Every line of the entries below that carries the string "left" should be copied.

Dataset entries
★ ★ ★ ★ ★ ★ ★

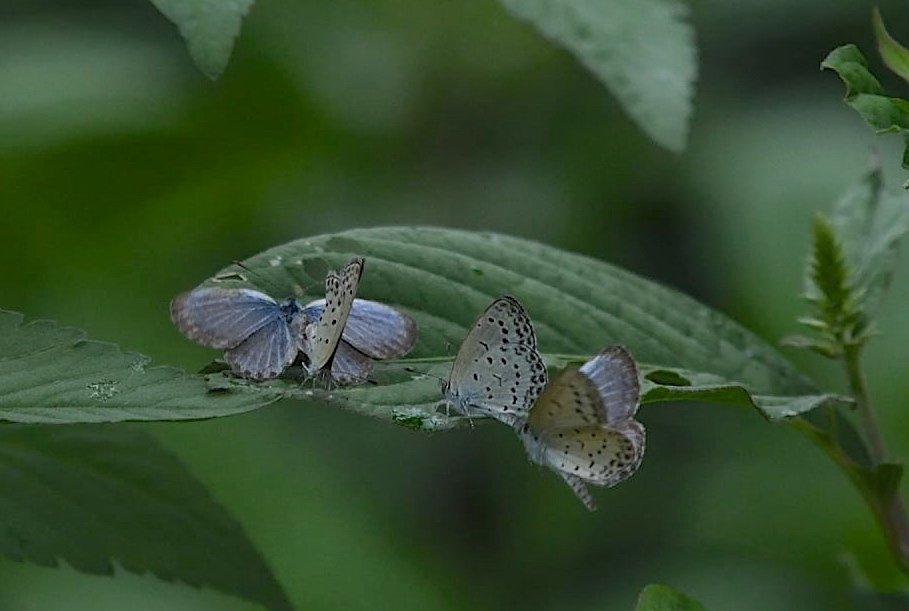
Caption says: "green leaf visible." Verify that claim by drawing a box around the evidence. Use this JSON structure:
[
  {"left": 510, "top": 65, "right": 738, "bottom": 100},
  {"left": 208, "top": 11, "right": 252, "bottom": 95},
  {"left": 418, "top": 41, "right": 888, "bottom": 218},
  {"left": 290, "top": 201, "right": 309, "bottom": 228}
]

★ ★ ★ ★ ★ ★ ★

> WRITTEN ANSWER:
  {"left": 510, "top": 65, "right": 738, "bottom": 100},
  {"left": 208, "top": 11, "right": 252, "bottom": 95},
  {"left": 418, "top": 41, "right": 888, "bottom": 218},
  {"left": 290, "top": 201, "right": 309, "bottom": 228}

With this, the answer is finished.